What this task involves | Exact repetition of every entry is required.

Data rows |
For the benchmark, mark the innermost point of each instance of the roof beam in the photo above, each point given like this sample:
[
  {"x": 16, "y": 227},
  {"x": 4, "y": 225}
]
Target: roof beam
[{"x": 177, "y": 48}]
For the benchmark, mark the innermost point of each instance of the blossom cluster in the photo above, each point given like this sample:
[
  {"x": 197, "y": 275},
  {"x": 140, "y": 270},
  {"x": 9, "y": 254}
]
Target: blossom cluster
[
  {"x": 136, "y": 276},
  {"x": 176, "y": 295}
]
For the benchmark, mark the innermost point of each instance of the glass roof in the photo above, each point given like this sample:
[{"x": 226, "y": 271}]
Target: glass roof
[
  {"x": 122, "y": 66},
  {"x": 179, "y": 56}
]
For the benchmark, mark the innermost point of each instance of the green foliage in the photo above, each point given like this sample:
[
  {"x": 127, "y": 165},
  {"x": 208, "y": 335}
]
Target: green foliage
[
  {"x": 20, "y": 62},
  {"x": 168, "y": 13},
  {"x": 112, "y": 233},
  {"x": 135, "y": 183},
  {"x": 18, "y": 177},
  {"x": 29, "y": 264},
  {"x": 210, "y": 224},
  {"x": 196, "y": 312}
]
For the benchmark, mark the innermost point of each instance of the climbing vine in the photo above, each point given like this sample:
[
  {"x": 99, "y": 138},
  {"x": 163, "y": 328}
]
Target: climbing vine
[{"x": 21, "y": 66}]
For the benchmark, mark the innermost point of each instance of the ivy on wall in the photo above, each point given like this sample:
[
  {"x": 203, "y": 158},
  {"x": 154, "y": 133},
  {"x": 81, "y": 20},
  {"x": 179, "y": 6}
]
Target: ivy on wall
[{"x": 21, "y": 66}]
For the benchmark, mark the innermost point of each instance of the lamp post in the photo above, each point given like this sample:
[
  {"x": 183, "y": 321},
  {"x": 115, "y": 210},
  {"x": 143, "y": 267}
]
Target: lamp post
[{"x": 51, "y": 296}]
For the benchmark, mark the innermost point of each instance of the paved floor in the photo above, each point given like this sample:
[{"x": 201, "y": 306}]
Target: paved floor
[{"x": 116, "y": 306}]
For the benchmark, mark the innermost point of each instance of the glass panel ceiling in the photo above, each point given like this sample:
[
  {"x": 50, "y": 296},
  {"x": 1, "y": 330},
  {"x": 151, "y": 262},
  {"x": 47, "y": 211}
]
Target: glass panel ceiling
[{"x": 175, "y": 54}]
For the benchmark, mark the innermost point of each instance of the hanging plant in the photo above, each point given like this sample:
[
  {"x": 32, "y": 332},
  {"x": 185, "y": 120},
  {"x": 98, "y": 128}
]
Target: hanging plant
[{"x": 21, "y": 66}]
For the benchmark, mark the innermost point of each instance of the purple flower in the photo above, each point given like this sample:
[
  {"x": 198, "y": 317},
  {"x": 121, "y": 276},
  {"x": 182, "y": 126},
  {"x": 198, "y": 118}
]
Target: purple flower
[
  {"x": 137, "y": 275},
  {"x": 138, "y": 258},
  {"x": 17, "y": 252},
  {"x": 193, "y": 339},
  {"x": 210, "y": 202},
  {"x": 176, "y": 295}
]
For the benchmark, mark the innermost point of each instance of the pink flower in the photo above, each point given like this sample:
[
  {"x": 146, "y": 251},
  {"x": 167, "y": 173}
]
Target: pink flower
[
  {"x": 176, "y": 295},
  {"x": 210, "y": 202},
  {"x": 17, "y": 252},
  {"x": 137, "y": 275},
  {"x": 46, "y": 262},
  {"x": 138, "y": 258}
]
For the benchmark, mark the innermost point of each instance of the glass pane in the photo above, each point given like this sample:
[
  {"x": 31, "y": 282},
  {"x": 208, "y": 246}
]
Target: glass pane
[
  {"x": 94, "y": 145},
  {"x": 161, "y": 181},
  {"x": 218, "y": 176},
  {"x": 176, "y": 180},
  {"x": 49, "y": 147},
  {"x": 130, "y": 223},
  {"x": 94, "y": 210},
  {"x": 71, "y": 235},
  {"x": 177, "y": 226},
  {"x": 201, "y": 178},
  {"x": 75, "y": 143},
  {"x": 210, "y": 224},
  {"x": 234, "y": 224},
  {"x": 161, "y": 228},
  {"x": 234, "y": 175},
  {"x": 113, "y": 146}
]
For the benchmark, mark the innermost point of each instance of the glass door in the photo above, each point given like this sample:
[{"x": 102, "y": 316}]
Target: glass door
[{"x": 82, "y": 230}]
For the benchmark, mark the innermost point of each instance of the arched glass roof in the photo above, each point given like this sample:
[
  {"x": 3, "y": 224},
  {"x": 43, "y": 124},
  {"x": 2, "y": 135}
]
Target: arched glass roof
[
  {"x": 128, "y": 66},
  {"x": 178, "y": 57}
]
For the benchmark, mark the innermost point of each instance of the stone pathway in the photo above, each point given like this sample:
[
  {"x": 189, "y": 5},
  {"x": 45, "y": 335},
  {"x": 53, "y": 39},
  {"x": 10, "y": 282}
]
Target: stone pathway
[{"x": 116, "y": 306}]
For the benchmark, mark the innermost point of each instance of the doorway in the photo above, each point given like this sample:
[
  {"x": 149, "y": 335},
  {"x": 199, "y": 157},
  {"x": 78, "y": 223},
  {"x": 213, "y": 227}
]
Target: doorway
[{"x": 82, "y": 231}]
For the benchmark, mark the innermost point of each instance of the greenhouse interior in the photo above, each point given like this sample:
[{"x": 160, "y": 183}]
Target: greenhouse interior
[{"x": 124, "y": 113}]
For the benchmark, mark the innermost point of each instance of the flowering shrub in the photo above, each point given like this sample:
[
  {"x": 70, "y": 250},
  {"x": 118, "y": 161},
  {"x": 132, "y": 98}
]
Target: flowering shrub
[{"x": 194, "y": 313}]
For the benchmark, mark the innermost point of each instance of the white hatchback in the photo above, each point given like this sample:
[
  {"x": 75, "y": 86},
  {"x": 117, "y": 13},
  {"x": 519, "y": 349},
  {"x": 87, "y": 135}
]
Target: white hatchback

Expected answer |
For the benchmark, mark the innermost point of each instance of the roof beam in the photo above, each point given like this sample:
[
  {"x": 16, "y": 227},
  {"x": 4, "y": 225}
]
Target: roof beam
[{"x": 177, "y": 48}]
For the benchmark, mark the innermost point of each instance of the blossom cluster in the photo above, each point given like this sample:
[
  {"x": 197, "y": 275},
  {"x": 140, "y": 270},
  {"x": 9, "y": 254}
]
Target: blossom cluster
[
  {"x": 136, "y": 276},
  {"x": 176, "y": 295}
]
For the benchmark, mark the innermost point of each instance of the glass roof in the photo above, each point given like this sample:
[{"x": 226, "y": 271}]
Target: glass roof
[
  {"x": 122, "y": 66},
  {"x": 179, "y": 56}
]
For the benchmark, mark the innermost point of each instance of the green foliage in the photo above, each point given like this sample:
[
  {"x": 127, "y": 165},
  {"x": 208, "y": 335}
]
Target: green foliage
[
  {"x": 20, "y": 62},
  {"x": 168, "y": 13},
  {"x": 112, "y": 233},
  {"x": 135, "y": 183},
  {"x": 18, "y": 177},
  {"x": 29, "y": 264},
  {"x": 210, "y": 224},
  {"x": 196, "y": 312}
]
For the benchmark, mark the innermost point of each instance of the climbing vine in the photo above, each point given like this sample:
[
  {"x": 99, "y": 138},
  {"x": 163, "y": 328}
]
Target: climbing vine
[{"x": 21, "y": 66}]
For the benchmark, mark the innermost point of each instance of the ivy on wall in the photo above, each point given like this sample:
[
  {"x": 203, "y": 158},
  {"x": 154, "y": 133},
  {"x": 81, "y": 20},
  {"x": 179, "y": 6}
]
Target: ivy on wall
[{"x": 21, "y": 66}]
For the benchmark, mark the innermost point of each instance of the lamp post in the photo above, each point given like this sample:
[
  {"x": 183, "y": 321},
  {"x": 115, "y": 210},
  {"x": 143, "y": 267}
]
Target: lamp post
[{"x": 51, "y": 296}]
For the benchmark, mark the innermost point of each instance of the paved floor in the photo above, each point given like this sample:
[{"x": 201, "y": 306}]
Target: paved floor
[{"x": 116, "y": 306}]
For the benchmark, mark the innermost point of each instance of the glass panel ceiling in the photo above, each point given like this sample:
[
  {"x": 50, "y": 296},
  {"x": 1, "y": 330},
  {"x": 151, "y": 262},
  {"x": 47, "y": 211}
]
Target: glass panel ceiling
[{"x": 175, "y": 54}]
For the benchmark, mark the innermost point of each instance of the hanging plant in the photo above, each point given like this sample:
[
  {"x": 32, "y": 332},
  {"x": 185, "y": 120},
  {"x": 98, "y": 128}
]
Target: hanging plant
[{"x": 21, "y": 66}]
For the benchmark, mark the innermost point of each instance of the purple flower in the photo above, each point given like this sample:
[
  {"x": 198, "y": 317},
  {"x": 121, "y": 276},
  {"x": 182, "y": 126},
  {"x": 198, "y": 118}
]
Target: purple flower
[
  {"x": 137, "y": 275},
  {"x": 138, "y": 258},
  {"x": 17, "y": 252},
  {"x": 193, "y": 339},
  {"x": 210, "y": 202},
  {"x": 176, "y": 295}
]
For the benchmark, mark the innermost point of each instance of the pink flower in the photo above, each point given like this sample:
[
  {"x": 146, "y": 251},
  {"x": 167, "y": 173}
]
Target: pink flower
[
  {"x": 176, "y": 295},
  {"x": 210, "y": 202},
  {"x": 17, "y": 252},
  {"x": 137, "y": 275},
  {"x": 46, "y": 262},
  {"x": 138, "y": 258}
]
For the benchmark, mark the innermost point of each instance of the glass pane in the photo above, each point given like this sample:
[
  {"x": 31, "y": 282},
  {"x": 208, "y": 246}
]
Target: glass pane
[
  {"x": 94, "y": 145},
  {"x": 161, "y": 181},
  {"x": 218, "y": 176},
  {"x": 176, "y": 180},
  {"x": 49, "y": 147},
  {"x": 130, "y": 223},
  {"x": 94, "y": 210},
  {"x": 71, "y": 235},
  {"x": 177, "y": 226},
  {"x": 201, "y": 178},
  {"x": 75, "y": 143},
  {"x": 210, "y": 224},
  {"x": 234, "y": 224},
  {"x": 161, "y": 228},
  {"x": 234, "y": 175},
  {"x": 113, "y": 146}
]
For the benchmark, mark the innermost point of each instance of the glass door in the photo above, each point given like this sample:
[{"x": 102, "y": 316}]
Target: glass door
[{"x": 82, "y": 230}]
For the benchmark, mark the innermost point of each instance of the arched glass roof in the photo above, each point given like this sample:
[
  {"x": 3, "y": 224},
  {"x": 43, "y": 124},
  {"x": 2, "y": 135}
]
Target: arched glass roof
[
  {"x": 128, "y": 66},
  {"x": 178, "y": 57}
]
For the benchmark, mark the innermost point of each instance of the stone pathway in the photo above, each point given like this sample:
[
  {"x": 189, "y": 5},
  {"x": 45, "y": 335},
  {"x": 53, "y": 39},
  {"x": 10, "y": 282}
]
Target: stone pathway
[{"x": 116, "y": 306}]
For the benchmark, mark the innermost point of each instance of the doorway in the photo above, each point given like this sample:
[
  {"x": 149, "y": 335},
  {"x": 199, "y": 157},
  {"x": 78, "y": 223},
  {"x": 213, "y": 227}
]
Target: doorway
[{"x": 82, "y": 231}]
For the benchmark, mark the innermost point of each instance of the greenhouse interior in the photo above, each point given like this sample:
[{"x": 160, "y": 183}]
Target: greenhouse interior
[{"x": 124, "y": 113}]
For the benchmark, mark the innermost point of each instance of the flowering shrub in the photo above, each point given like this sample:
[
  {"x": 70, "y": 250},
  {"x": 118, "y": 161},
  {"x": 132, "y": 98}
]
Target: flowering shrub
[{"x": 194, "y": 313}]
For the benchmark, mark the innermost point of each instance of the white hatchback in the photo above, each point given like this sample:
[
  {"x": 75, "y": 86},
  {"x": 117, "y": 13},
  {"x": 519, "y": 349},
  {"x": 87, "y": 135}
]
Target: white hatchback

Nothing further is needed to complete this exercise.